What is expected:
Render every line of the data below as a JSON list of strings, one string per line, with blank lines skipped and the pictures left out.

- - - -

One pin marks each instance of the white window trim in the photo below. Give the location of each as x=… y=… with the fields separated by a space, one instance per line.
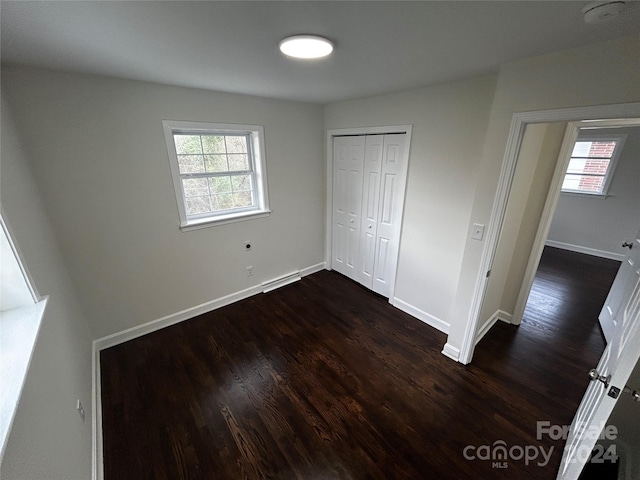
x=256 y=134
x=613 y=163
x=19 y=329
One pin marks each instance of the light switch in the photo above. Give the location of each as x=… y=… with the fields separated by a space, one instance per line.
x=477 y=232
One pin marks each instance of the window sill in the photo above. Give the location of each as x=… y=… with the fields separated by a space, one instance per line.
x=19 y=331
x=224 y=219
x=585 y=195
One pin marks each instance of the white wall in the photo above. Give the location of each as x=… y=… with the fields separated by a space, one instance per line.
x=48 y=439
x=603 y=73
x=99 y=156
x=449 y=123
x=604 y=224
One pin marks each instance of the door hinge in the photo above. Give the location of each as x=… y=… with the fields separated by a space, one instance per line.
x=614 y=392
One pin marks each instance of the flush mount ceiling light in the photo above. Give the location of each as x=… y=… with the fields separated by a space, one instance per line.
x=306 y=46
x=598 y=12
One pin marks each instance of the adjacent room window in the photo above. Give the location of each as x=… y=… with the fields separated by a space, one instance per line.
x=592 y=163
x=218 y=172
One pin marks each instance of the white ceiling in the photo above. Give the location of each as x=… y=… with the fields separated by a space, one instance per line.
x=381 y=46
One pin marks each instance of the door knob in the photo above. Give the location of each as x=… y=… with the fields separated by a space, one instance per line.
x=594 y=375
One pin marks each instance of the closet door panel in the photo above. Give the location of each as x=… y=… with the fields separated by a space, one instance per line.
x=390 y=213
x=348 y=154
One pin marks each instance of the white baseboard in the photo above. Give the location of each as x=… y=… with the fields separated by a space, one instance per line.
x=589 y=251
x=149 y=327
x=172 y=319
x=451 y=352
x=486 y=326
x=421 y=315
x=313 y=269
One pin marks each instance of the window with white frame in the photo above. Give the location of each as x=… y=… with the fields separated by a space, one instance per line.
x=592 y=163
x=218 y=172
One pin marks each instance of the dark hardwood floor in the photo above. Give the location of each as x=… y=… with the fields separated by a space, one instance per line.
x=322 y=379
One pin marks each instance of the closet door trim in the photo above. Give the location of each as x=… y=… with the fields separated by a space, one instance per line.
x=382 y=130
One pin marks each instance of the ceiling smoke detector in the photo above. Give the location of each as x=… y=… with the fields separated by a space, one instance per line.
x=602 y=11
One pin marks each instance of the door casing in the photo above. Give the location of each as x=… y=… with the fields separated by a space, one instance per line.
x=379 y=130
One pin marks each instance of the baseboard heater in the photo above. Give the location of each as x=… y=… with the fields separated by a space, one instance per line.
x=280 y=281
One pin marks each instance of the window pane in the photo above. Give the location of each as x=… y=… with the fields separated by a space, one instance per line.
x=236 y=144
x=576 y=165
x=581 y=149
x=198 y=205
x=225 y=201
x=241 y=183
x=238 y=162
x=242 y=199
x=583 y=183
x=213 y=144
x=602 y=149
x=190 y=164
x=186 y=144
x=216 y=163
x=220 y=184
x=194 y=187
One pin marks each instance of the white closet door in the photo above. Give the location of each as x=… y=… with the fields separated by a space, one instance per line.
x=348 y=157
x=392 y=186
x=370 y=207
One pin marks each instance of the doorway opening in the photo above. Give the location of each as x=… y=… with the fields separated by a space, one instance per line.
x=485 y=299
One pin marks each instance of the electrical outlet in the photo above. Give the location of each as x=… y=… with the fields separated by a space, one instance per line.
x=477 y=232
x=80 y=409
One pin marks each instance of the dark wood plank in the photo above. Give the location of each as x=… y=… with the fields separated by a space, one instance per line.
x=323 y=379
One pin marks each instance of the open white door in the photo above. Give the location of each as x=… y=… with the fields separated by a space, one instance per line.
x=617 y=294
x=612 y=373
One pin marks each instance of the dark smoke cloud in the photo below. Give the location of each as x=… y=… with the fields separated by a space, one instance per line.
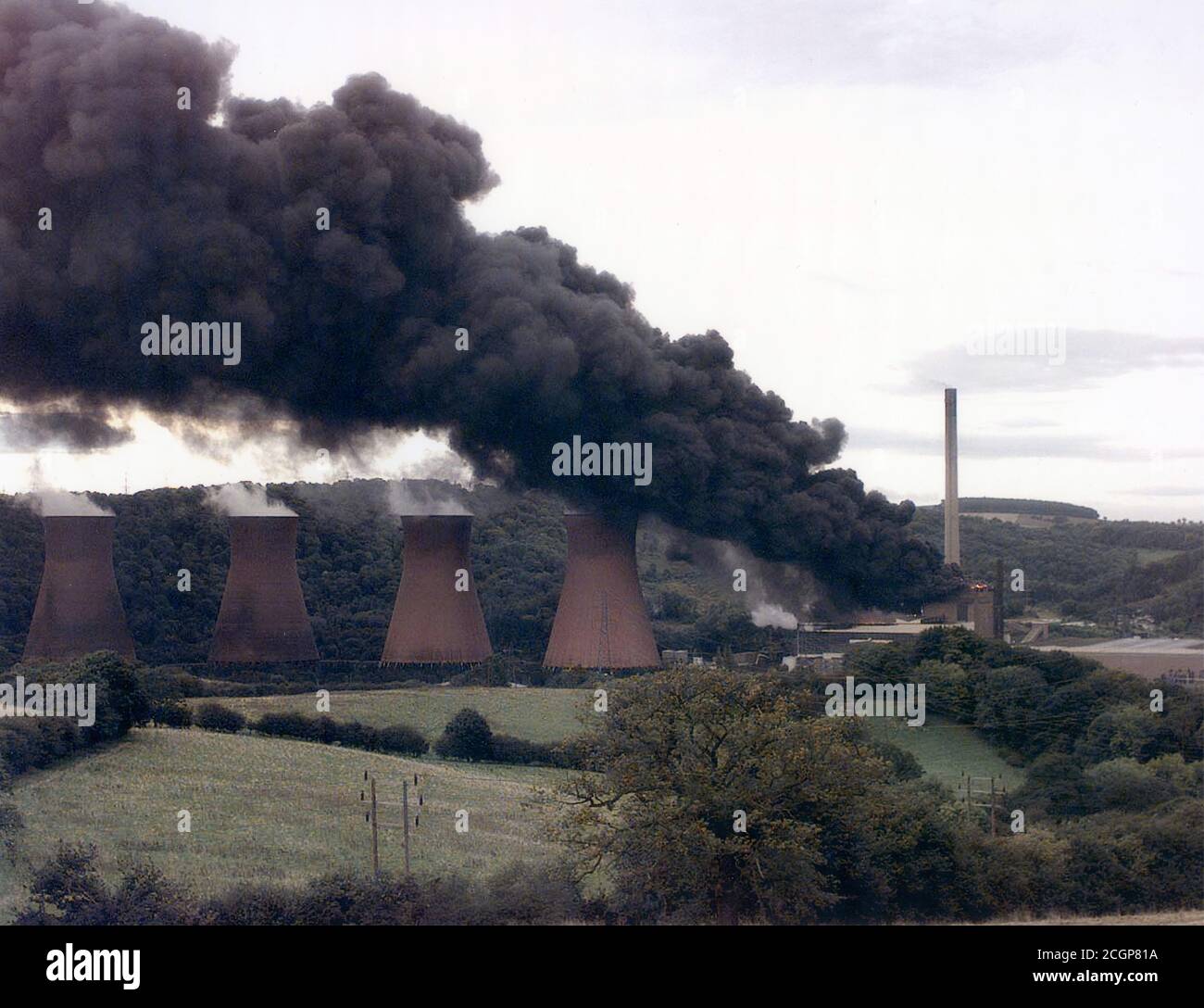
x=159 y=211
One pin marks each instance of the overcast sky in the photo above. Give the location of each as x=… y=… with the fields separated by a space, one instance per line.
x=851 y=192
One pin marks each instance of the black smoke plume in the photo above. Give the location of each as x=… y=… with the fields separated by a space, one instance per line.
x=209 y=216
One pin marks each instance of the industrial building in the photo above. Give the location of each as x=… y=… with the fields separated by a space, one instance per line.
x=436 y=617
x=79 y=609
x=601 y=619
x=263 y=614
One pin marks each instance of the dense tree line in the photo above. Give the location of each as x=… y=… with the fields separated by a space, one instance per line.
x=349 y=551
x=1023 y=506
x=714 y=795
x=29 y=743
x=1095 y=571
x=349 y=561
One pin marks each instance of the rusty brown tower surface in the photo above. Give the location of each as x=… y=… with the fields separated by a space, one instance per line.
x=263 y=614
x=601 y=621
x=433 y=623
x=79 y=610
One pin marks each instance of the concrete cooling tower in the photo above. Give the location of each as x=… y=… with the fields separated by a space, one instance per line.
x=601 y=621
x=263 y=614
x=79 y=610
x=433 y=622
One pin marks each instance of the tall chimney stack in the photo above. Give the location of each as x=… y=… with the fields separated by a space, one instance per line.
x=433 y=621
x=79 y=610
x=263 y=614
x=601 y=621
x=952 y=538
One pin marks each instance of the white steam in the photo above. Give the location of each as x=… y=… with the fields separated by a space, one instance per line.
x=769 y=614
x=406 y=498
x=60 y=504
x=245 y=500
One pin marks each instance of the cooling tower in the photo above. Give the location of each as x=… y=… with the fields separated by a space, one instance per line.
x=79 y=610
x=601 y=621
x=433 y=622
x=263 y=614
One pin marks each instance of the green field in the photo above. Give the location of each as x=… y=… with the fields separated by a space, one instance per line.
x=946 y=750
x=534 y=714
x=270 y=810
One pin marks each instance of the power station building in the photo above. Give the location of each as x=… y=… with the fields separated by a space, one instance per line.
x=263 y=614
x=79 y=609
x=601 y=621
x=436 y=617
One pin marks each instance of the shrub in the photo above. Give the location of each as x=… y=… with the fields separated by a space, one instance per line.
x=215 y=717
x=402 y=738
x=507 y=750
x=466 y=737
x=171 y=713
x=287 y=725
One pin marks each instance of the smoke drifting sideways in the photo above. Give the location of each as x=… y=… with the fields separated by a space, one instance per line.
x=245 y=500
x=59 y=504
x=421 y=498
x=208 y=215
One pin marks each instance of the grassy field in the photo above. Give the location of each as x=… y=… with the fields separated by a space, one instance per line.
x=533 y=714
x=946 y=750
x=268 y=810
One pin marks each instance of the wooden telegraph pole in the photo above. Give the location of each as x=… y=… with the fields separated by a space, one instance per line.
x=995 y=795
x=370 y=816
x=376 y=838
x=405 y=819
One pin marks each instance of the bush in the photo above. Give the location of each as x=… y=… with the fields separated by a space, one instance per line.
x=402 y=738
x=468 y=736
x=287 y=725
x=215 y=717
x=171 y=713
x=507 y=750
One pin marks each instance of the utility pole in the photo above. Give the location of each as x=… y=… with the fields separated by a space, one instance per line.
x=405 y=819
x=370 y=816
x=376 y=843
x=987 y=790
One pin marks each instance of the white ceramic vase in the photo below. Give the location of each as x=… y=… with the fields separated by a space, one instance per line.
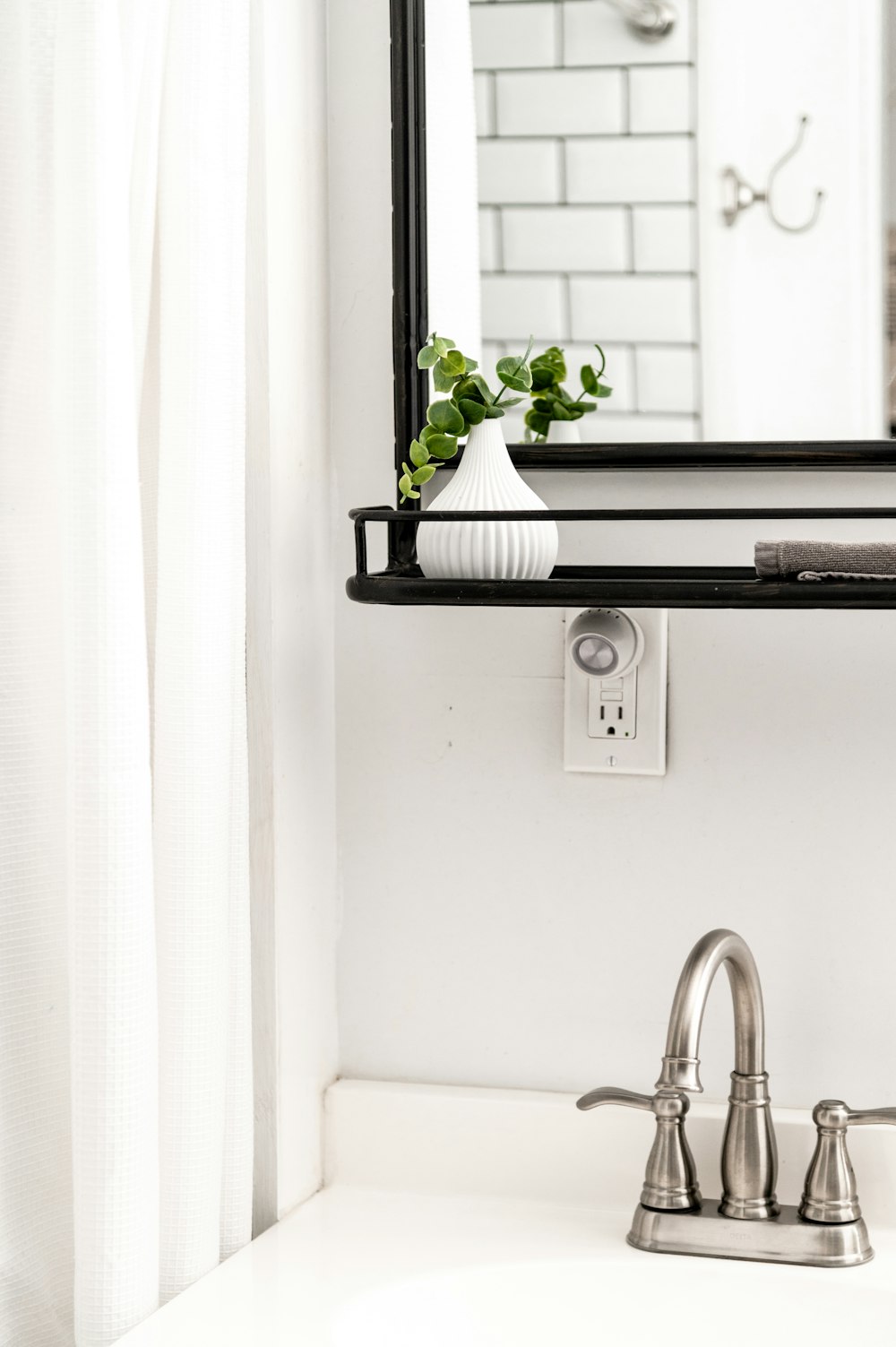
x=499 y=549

- - - -

The solution:
[
  "One pin marks each instance of the white window trim in the photo below. Give the location of each as x=… y=… with the fields separated by a space, one instance per line.",
  "x=256 y=134",
  "x=613 y=163",
  "x=19 y=329",
  "One pin marks each instance of the light switch in the photo above. Give the location of each as x=… y=… with the fields separated by a space, one instance per line.",
  "x=477 y=232",
  "One pin marks each instance of the window sill in the photo above. Give the location of each as x=… y=… with the fields separated by a space, one instance per line.",
  "x=19 y=331",
  "x=224 y=219",
  "x=585 y=195",
  "One pin marks each instance of the white wall in the photo above. Give the location of each as x=… y=… with the fields separated by a space, one instance per line.",
  "x=48 y=439",
  "x=603 y=73",
  "x=99 y=156",
  "x=449 y=123",
  "x=604 y=224",
  "One pin marks each instance of the door hinge in the photo above. Give the location of each as x=… y=… with the fields separated by a space, one instance per line.",
  "x=614 y=392",
  "One pin marks each instance of the flush mount ceiling light in the photo above. Give the location of each as x=… y=… with the fields separated by a space, one instance per line.",
  "x=306 y=46",
  "x=598 y=12",
  "One pin marks each instance of the adjacent room window in the photo above. Give the location of each as x=… y=… with the fields separated by a space, one instance per line.",
  "x=592 y=163",
  "x=218 y=172",
  "One pin marks each instance of the white ceiling in the photo above. Give the location of each as x=… y=… with the fields separated by a space, one instance per line.",
  "x=381 y=46",
  "One pin marks each instance of the door knob in the photo above. Give the location of each as x=… y=… with the fields separated by a space, one instance per line.",
  "x=594 y=375",
  "One pin marks each instance of the closet door panel in the photo above. Give the location of each as x=… y=… with the fields separated by a space, one instance per line.",
  "x=390 y=213",
  "x=348 y=154",
  "One pin marks each instance of the white baseboard in the photo above. Give the location of each as x=… y=… with the fields separated by a space, one instance per line.",
  "x=589 y=251",
  "x=149 y=327",
  "x=172 y=319",
  "x=451 y=352",
  "x=486 y=326",
  "x=421 y=315",
  "x=313 y=269",
  "One pin marks each instance of the window with white frame in the photo above. Give the location of each as x=… y=… with the fields separated by a space, one instance per line.",
  "x=592 y=163",
  "x=218 y=172",
  "One pin marks each instance of the dark hardwood floor in the photo above. Give the location of each as x=… y=… with the fields separated by a space, one instance per line.",
  "x=322 y=379",
  "One pin marks each instance of the closet door trim in the photo above. Give the location of each as x=… y=… with the fields separated by a space, one instance per line.",
  "x=382 y=130",
  "One pin marks each instance of the ceiling smoke detector in the photo above. Give the location of each as x=… y=… with the fields separated by a space, one instance per line.",
  "x=602 y=11",
  "One pin marks each instance of the door casing in the photo above. Give the location of each as x=… y=… with the fields separated by a space, one instance per line.",
  "x=379 y=130",
  "One pin marks each instance of the baseboard heater in the photo above. Give the location of each as x=… y=… with the fields separated by a space, one instance per line.",
  "x=280 y=281",
  "One pin marks each instance of the window pane in the photo above. Give the location of each as x=… y=… with the fields separated by a space, one instance per line.",
  "x=236 y=144",
  "x=576 y=165",
  "x=581 y=149",
  "x=198 y=205",
  "x=225 y=201",
  "x=241 y=183",
  "x=238 y=162",
  "x=242 y=199",
  "x=583 y=183",
  "x=213 y=144",
  "x=602 y=149",
  "x=190 y=164",
  "x=186 y=144",
  "x=216 y=163",
  "x=220 y=184",
  "x=194 y=187",
  "One pin marks each instance of the white closet door in the photo above. Give the location of each as x=… y=… with the fields separated by a space, one instance per line.",
  "x=348 y=157",
  "x=392 y=186",
  "x=370 y=207",
  "One pin marks each instance of the doorway opening in the photo above. Give the location of each as x=… y=… with the fields separated by a space, one instance per line.",
  "x=485 y=299",
  "One pin marks each instance of the electrical outlet in the photo above. Give the location of each as x=… y=… with the fields separated by a space, one instance per line.",
  "x=477 y=232",
  "x=80 y=409",
  "One pin marks each instance of the dark wood plank in the photo above. Give the location of each as x=… y=… with the fields separated by a space, one instance per line.",
  "x=323 y=379",
  "One pin marks each instance of the open white door in the photo above. Give the location of each as x=… y=… with the fields separated by a space, one instance per line.",
  "x=617 y=294",
  "x=612 y=373",
  "One pin marks each instance of the dark smoke cloud in the photo below. Give the location of each as x=… y=… with the fields separated by a space, one instance per line.",
  "x=159 y=211",
  "One pin marks each instance of the overcast sky in the photo above. Give the location of each as x=… y=… with the fields separated by a space, one instance per line.",
  "x=851 y=192",
  "One pin marks each instance of the black smoke plume in the photo above. Give the location of each as x=… y=… with the fields separated by a space, one instance per line.",
  "x=209 y=216",
  "One pin marks each instance of the industrial building in the photo above. Give the location of each as x=… y=… with the fields separated by a space, one instance per line.",
  "x=436 y=617",
  "x=79 y=609",
  "x=601 y=619",
  "x=263 y=614",
  "One pin marks each instance of the dense tree line in the photo above. Give the location of each as x=… y=… with the fields separated by a space, one instance per line.",
  "x=349 y=551",
  "x=1023 y=506",
  "x=714 y=795",
  "x=29 y=743",
  "x=1095 y=571",
  "x=349 y=561",
  "One pin marks each instance of the rusty brown tower surface in the photo above. Give the location of each as x=… y=… with the fields separated by a space, one instance per line.",
  "x=263 y=614",
  "x=601 y=621",
  "x=433 y=623",
  "x=79 y=610",
  "One pin marks each instance of the concrete cooling tower in the photo above. Give the location of each as x=… y=… with the fields separated by a space, one instance per line.",
  "x=601 y=621",
  "x=263 y=614",
  "x=79 y=610",
  "x=433 y=622",
  "One pin marks each instance of the tall chimney stack in the photo above. Give the location of each as x=… y=… with the fields separated by a space, one instance per line.",
  "x=433 y=621",
  "x=79 y=610",
  "x=263 y=614",
  "x=601 y=621",
  "x=952 y=538",
  "One pin marks each instance of the white steam in the photo above. Give the location of each as x=… y=… with the fields separated by a space, one instance per line.",
  "x=769 y=614",
  "x=406 y=498",
  "x=60 y=504",
  "x=245 y=500",
  "One pin marks each instance of the cooling tower in the photo above. Give the location of each as x=… y=… with the fields separated by a space, one instance per line.",
  "x=79 y=610",
  "x=601 y=621",
  "x=433 y=622",
  "x=263 y=614",
  "One pin marks each instance of the green field in the photo above. Give the location of each as x=… y=… with the fields separated by a space, one instance per line.",
  "x=946 y=750",
  "x=534 y=714",
  "x=270 y=810",
  "One pin marks each instance of the power station building in the photo above. Give the location of each as x=… y=… with the fields separated by a space, one instance per line.",
  "x=263 y=614",
  "x=79 y=609",
  "x=601 y=621",
  "x=436 y=617",
  "One pin marks each instance of the shrub in the photo above. Give the location of each as x=… y=… with the fields separated by a space, one instance per line.",
  "x=215 y=717",
  "x=402 y=738",
  "x=507 y=750",
  "x=466 y=737",
  "x=171 y=713",
  "x=287 y=725",
  "One pin marks each instance of the smoke drifting sideways in the photo above. Give the location of each as x=… y=… with the fields separated by a space, one instance per line.",
  "x=245 y=500",
  "x=59 y=504",
  "x=421 y=498",
  "x=208 y=215",
  "One pin marks each instance of the grassy field in the photo above. Give the location of each as x=… y=… with the fields separated by a space, one instance per line.",
  "x=533 y=714",
  "x=946 y=750",
  "x=268 y=810",
  "One pin marks each instance of the wooden telegraph pole in the photo above. Give the location of each as x=… y=… with the fields separated by a space, one instance per line.",
  "x=995 y=795",
  "x=370 y=816",
  "x=376 y=838",
  "x=405 y=819",
  "One pin marks each instance of the bush in the photo above. Give the location of each as x=… y=… with the fields separated by a space, one instance per line.",
  "x=402 y=738",
  "x=468 y=736",
  "x=287 y=725",
  "x=215 y=717",
  "x=171 y=713",
  "x=507 y=750",
  "One pin marks each instance of the utility pole in the photo above. Give the location of each as x=… y=… with the fields separated by a space, one instance per line.",
  "x=405 y=819",
  "x=370 y=816",
  "x=376 y=843",
  "x=987 y=790",
  "One pin marks each instance of the white ceramic vase in the photo below. Give the location of each as x=… y=… with the fields separated by a space, one instance per line.",
  "x=499 y=549"
]